** START Data for this exercise **

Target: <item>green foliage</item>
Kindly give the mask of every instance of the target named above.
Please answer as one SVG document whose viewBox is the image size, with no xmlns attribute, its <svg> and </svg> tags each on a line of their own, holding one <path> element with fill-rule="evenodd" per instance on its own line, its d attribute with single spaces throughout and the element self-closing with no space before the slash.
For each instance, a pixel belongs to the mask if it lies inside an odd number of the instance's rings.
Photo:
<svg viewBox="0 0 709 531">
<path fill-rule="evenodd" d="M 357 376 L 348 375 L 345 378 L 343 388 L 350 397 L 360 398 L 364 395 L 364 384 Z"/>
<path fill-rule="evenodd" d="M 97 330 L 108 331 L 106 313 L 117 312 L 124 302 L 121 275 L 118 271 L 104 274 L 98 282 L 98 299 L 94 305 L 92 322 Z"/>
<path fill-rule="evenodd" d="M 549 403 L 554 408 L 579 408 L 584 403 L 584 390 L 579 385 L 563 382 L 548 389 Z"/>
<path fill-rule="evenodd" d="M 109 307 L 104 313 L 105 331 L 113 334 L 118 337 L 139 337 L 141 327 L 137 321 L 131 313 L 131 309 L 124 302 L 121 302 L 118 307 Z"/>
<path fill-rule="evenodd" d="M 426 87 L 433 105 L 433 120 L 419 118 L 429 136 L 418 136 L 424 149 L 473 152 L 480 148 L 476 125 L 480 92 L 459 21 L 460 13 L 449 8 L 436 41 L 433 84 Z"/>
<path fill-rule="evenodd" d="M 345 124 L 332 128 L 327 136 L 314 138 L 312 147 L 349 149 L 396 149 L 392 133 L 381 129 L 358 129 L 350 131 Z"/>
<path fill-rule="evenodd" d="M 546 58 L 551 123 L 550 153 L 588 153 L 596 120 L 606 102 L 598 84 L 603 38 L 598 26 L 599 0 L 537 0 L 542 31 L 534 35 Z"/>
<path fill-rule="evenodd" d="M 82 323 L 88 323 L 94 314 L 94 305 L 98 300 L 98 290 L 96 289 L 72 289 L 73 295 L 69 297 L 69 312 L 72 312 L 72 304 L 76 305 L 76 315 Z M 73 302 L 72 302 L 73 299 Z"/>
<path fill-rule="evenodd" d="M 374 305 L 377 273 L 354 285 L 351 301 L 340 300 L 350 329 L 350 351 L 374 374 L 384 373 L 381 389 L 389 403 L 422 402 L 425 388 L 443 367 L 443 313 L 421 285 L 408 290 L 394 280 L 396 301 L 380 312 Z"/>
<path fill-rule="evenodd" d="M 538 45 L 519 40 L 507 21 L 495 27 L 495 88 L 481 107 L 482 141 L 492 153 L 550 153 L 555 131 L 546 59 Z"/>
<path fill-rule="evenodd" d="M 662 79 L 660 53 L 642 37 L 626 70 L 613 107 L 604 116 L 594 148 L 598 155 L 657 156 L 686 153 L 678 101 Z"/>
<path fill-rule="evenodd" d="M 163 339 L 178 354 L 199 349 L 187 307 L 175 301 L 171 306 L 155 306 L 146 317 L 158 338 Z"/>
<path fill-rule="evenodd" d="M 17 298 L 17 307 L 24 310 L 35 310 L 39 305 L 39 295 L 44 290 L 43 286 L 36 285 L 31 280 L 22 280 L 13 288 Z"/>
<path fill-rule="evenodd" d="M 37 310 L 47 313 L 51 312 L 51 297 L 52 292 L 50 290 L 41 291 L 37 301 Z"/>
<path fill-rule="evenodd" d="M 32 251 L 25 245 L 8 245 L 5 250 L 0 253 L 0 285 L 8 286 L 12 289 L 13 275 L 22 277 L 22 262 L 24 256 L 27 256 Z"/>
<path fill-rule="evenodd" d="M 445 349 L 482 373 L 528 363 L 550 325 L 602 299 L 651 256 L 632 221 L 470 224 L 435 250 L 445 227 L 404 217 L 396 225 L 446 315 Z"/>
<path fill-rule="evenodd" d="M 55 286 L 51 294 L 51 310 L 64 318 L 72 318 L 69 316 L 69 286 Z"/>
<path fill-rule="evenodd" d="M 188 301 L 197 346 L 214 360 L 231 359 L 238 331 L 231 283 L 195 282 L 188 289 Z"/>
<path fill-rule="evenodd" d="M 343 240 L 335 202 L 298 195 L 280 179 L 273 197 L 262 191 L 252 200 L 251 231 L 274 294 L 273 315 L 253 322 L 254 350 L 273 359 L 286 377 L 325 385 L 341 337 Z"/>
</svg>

** END Data for this exercise **

**Written problem**
Change "green foliage" to "leafy shrubs" throughout the listing above, then write the listing out again with everything else left as it is.

**Answer**
Target: <item>leafy shrubs</item>
Kindly give the mask of every instance of the target named above.
Please answer as one SVG document whose viewBox is the image size, with no xmlns attribute, its <svg> and </svg> tags each on a line of their own, holding one <path> element with fill-rule="evenodd" per instance on its own line, its d attribute with single spaces throughout and the element self-closing with no space before the slash.
For each instance, a pixel belongs to the mask if it lies inside an odd number of the instance's rings.
Photo:
<svg viewBox="0 0 709 531">
<path fill-rule="evenodd" d="M 357 376 L 348 375 L 345 378 L 343 388 L 350 397 L 360 398 L 364 395 L 364 384 Z"/>
<path fill-rule="evenodd" d="M 97 330 L 108 331 L 106 313 L 117 312 L 124 302 L 121 275 L 118 271 L 104 274 L 98 282 L 98 299 L 94 305 L 92 322 Z"/>
<path fill-rule="evenodd" d="M 549 403 L 554 408 L 579 408 L 584 403 L 584 390 L 579 385 L 563 382 L 548 389 Z"/>
<path fill-rule="evenodd" d="M 109 307 L 104 313 L 105 331 L 113 334 L 118 337 L 139 337 L 141 327 L 137 321 L 131 313 L 131 309 L 124 302 L 121 302 L 118 307 Z"/>
<path fill-rule="evenodd" d="M 426 87 L 433 105 L 433 120 L 419 118 L 429 136 L 418 136 L 424 149 L 473 152 L 480 148 L 476 125 L 480 92 L 459 21 L 460 13 L 449 8 L 436 41 L 433 84 Z"/>
<path fill-rule="evenodd" d="M 345 124 L 332 128 L 327 136 L 314 138 L 312 147 L 349 149 L 396 149 L 392 133 L 381 129 L 358 129 L 350 131 Z"/>
<path fill-rule="evenodd" d="M 546 58 L 551 123 L 550 153 L 588 153 L 596 120 L 606 102 L 598 84 L 603 38 L 598 26 L 599 0 L 537 0 L 542 31 L 534 35 Z"/>
<path fill-rule="evenodd" d="M 82 323 L 88 323 L 94 314 L 94 305 L 98 300 L 98 290 L 96 289 L 72 289 L 73 295 L 69 297 L 69 312 L 72 312 L 72 304 L 76 305 L 76 315 Z M 73 302 L 72 302 L 73 299 Z"/>
<path fill-rule="evenodd" d="M 374 305 L 377 273 L 354 285 L 351 301 L 340 300 L 350 329 L 350 351 L 374 374 L 384 373 L 381 389 L 389 403 L 422 402 L 425 388 L 443 367 L 443 313 L 421 285 L 408 290 L 394 280 L 396 301 L 380 312 Z"/>
<path fill-rule="evenodd" d="M 538 45 L 519 40 L 507 21 L 495 27 L 495 88 L 481 107 L 482 141 L 492 153 L 550 153 L 555 131 L 546 59 Z"/>
<path fill-rule="evenodd" d="M 662 79 L 660 53 L 642 37 L 626 70 L 613 107 L 604 116 L 594 148 L 598 155 L 657 156 L 686 153 L 678 101 Z"/>
<path fill-rule="evenodd" d="M 163 339 L 178 354 L 199 349 L 187 307 L 175 301 L 171 306 L 155 306 L 146 317 L 158 338 Z"/>
<path fill-rule="evenodd" d="M 17 298 L 17 307 L 24 310 L 35 310 L 39 305 L 39 295 L 44 290 L 43 286 L 36 285 L 31 280 L 22 280 L 13 288 Z"/>
<path fill-rule="evenodd" d="M 37 310 L 47 313 L 51 312 L 51 297 L 52 292 L 50 290 L 41 291 L 37 301 Z"/>
<path fill-rule="evenodd" d="M 32 251 L 25 245 L 8 245 L 5 250 L 0 253 L 0 285 L 8 286 L 12 289 L 13 275 L 22 277 L 22 262 L 24 256 L 27 256 Z"/>
<path fill-rule="evenodd" d="M 445 349 L 482 373 L 528 363 L 550 325 L 602 299 L 651 256 L 632 221 L 470 224 L 435 250 L 445 227 L 404 217 L 396 225 L 446 315 Z"/>
<path fill-rule="evenodd" d="M 55 286 L 51 294 L 51 310 L 64 318 L 72 318 L 69 316 L 69 286 Z"/>
<path fill-rule="evenodd" d="M 188 301 L 197 346 L 214 360 L 231 359 L 238 331 L 231 283 L 195 282 L 188 289 Z"/>
<path fill-rule="evenodd" d="M 343 240 L 335 202 L 298 195 L 280 179 L 273 197 L 262 191 L 252 200 L 251 231 L 274 294 L 273 315 L 253 322 L 254 350 L 273 359 L 286 377 L 325 385 L 341 337 Z"/>
</svg>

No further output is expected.